— Exercise directions —
Update everything from "Can you see the wooden" down to "pixel 388 481" by putting "park bench" in place of "wooden bench", leaving the rest as it is.

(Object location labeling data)
────────────────────

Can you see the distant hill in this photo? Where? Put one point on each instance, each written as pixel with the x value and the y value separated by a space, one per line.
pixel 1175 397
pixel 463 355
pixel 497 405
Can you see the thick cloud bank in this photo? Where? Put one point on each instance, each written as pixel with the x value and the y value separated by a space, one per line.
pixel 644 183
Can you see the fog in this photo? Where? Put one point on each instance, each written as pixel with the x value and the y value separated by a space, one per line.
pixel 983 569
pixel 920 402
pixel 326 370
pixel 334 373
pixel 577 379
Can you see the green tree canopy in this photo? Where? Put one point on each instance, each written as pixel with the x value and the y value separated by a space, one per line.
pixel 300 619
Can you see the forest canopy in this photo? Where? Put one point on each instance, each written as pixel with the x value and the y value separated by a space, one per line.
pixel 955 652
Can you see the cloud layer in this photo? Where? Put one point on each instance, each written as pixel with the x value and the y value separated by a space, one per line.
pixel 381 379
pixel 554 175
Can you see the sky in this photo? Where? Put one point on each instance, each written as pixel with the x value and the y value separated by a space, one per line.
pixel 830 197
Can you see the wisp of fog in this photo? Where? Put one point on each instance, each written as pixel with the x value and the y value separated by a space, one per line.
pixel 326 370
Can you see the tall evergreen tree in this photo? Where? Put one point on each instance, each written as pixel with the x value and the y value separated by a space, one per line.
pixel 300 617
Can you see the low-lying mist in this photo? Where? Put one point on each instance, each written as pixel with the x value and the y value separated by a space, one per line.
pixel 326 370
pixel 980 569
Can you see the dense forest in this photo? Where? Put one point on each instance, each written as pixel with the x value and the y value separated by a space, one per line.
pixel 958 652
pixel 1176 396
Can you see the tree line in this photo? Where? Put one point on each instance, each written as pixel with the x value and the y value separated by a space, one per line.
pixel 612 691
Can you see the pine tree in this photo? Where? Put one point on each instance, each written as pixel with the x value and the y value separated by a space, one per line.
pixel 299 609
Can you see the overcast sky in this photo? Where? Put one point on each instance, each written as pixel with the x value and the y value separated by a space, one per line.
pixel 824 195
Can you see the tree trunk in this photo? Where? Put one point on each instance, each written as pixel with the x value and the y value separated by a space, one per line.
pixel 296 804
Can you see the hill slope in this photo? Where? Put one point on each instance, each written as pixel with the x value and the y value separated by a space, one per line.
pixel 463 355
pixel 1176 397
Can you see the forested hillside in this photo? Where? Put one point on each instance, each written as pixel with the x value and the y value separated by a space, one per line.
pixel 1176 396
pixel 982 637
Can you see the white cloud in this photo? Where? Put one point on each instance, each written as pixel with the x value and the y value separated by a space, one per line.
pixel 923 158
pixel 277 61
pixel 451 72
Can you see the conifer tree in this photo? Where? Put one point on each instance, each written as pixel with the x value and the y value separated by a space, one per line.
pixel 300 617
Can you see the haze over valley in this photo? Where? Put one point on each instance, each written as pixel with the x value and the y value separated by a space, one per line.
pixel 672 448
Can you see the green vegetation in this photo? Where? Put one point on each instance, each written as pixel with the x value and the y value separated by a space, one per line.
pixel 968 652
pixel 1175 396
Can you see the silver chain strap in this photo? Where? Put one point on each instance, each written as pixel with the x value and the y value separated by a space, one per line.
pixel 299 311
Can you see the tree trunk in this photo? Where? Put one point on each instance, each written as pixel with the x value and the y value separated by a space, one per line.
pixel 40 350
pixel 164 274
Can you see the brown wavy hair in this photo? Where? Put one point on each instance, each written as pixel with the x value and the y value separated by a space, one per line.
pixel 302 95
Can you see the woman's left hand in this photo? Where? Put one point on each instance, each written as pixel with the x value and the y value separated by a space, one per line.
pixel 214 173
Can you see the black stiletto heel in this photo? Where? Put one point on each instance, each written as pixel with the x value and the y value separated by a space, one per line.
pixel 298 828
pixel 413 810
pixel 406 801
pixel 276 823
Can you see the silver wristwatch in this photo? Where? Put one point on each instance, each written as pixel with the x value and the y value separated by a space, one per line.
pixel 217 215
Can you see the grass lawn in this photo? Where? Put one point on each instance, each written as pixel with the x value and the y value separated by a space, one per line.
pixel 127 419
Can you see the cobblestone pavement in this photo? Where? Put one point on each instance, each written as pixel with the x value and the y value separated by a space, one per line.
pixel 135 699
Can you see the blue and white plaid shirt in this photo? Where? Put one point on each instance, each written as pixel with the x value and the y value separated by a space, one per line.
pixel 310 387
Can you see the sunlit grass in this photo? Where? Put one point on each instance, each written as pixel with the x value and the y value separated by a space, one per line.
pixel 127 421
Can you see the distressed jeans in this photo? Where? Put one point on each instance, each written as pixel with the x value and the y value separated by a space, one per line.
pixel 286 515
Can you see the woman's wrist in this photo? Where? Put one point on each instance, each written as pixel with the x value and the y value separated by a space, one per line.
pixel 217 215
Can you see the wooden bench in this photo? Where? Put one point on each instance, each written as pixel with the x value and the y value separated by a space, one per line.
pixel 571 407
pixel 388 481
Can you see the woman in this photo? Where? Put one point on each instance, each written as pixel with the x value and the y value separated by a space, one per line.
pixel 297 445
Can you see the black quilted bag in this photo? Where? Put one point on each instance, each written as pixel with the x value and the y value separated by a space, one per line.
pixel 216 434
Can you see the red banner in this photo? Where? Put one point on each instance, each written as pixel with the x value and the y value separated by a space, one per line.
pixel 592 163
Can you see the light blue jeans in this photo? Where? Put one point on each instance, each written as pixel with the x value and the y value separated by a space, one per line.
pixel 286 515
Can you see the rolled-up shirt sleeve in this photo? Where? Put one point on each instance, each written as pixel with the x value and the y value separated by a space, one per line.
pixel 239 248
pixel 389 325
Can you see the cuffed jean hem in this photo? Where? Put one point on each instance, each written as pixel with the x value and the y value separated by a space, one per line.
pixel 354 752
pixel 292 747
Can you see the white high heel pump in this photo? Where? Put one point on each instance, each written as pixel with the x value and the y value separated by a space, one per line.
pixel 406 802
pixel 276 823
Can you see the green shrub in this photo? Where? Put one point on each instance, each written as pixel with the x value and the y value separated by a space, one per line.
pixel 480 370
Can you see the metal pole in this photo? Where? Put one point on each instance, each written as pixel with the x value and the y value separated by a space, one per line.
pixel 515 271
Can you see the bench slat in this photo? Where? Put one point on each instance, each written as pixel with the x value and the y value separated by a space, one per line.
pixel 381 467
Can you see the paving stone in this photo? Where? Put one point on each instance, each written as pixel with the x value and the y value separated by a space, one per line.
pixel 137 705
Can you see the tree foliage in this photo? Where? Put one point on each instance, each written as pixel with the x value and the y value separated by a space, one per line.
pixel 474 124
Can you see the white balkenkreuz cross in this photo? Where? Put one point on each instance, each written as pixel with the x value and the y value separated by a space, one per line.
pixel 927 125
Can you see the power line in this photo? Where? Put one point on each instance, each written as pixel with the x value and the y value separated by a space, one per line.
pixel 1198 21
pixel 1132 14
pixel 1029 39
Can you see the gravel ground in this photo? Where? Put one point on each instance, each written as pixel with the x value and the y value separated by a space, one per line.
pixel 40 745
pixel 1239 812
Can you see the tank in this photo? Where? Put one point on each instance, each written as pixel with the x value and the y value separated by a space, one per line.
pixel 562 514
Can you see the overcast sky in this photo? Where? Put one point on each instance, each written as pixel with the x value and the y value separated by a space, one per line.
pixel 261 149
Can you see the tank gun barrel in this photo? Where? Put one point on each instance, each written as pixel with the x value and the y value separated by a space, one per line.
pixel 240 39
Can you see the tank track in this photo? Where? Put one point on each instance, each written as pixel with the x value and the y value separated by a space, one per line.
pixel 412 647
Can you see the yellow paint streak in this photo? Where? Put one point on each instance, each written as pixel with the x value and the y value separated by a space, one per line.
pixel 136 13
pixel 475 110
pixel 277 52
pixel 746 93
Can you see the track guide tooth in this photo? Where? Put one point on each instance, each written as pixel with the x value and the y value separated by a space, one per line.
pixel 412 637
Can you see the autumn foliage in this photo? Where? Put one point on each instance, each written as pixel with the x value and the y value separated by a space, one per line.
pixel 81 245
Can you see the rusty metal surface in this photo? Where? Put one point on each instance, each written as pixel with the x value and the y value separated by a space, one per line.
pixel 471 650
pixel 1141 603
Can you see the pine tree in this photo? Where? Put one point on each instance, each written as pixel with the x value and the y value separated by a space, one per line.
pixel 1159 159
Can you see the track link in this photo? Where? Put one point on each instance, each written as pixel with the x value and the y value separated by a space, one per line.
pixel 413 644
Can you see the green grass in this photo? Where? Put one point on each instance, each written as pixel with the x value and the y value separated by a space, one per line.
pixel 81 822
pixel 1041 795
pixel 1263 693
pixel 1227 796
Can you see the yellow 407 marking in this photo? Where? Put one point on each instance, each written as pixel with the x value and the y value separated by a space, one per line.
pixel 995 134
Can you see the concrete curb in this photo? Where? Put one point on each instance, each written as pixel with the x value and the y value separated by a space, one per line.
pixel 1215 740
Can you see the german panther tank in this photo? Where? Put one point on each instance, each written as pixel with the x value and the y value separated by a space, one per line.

────────────────────

— Problem solution —
Can you see the park bench in this photo? Where? Put one point on each instance, each written as pixel with the x value and the y value separated by a space, one per line.
pixel 571 407
pixel 388 481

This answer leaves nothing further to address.